In the listing below, locate the lines that hold the string "white". Copy those lines.

GIVEN RECORDS: Begin

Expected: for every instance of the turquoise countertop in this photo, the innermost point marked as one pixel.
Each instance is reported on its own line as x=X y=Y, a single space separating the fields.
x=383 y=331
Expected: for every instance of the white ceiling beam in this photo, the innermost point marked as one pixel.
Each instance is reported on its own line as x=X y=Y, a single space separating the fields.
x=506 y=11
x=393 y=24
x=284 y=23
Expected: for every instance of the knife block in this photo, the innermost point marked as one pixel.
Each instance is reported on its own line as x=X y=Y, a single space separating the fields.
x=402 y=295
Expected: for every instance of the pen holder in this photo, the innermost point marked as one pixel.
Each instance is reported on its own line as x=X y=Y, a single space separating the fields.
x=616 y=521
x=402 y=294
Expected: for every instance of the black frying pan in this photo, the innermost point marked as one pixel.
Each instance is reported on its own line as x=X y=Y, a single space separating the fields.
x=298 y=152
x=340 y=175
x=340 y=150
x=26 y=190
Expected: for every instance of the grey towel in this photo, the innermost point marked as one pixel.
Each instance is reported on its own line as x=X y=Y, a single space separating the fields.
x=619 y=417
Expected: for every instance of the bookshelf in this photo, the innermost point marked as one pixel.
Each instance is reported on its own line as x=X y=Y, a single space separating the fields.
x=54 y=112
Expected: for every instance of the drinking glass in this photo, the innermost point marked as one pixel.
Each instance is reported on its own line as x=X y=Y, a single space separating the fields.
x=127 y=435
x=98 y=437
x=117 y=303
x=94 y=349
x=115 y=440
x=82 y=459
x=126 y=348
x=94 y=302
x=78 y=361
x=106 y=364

GIVEN RECORDS: End
GIVEN RECORDS: Begin

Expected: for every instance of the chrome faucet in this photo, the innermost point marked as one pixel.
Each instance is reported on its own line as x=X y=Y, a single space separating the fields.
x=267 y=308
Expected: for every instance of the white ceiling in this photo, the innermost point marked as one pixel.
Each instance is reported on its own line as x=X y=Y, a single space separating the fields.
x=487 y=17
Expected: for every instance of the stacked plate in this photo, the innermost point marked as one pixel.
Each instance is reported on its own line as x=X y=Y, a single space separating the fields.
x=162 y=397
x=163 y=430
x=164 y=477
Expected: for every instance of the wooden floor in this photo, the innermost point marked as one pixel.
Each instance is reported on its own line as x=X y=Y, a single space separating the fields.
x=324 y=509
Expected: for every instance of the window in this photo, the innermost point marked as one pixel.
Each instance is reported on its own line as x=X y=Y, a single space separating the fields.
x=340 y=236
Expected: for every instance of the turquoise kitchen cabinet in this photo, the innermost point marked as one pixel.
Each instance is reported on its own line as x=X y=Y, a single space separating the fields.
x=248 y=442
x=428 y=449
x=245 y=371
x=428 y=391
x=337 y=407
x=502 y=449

GIVEN RECORDS: End
GIVEN RECORDS: Begin

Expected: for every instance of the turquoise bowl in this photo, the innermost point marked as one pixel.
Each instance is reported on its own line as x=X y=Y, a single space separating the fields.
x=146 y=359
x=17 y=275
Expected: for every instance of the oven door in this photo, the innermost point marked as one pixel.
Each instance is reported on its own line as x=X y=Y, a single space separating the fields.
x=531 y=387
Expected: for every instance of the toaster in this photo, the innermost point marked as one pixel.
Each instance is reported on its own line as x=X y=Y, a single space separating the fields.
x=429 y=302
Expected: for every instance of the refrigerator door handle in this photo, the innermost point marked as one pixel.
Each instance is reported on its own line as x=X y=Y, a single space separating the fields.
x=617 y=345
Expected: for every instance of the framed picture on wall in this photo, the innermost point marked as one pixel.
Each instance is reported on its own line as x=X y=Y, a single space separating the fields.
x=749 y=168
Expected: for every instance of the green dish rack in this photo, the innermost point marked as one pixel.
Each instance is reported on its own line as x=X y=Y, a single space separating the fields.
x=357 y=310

GIVEN RECORDS: End

### WRITTEN RESPONSE
Expected: for every instance of the white ceiling beam in this photo, the innermost point marked as one pixel.
Expected: for every instance of the white ceiling in this photo, the innermost point marked as one pixel.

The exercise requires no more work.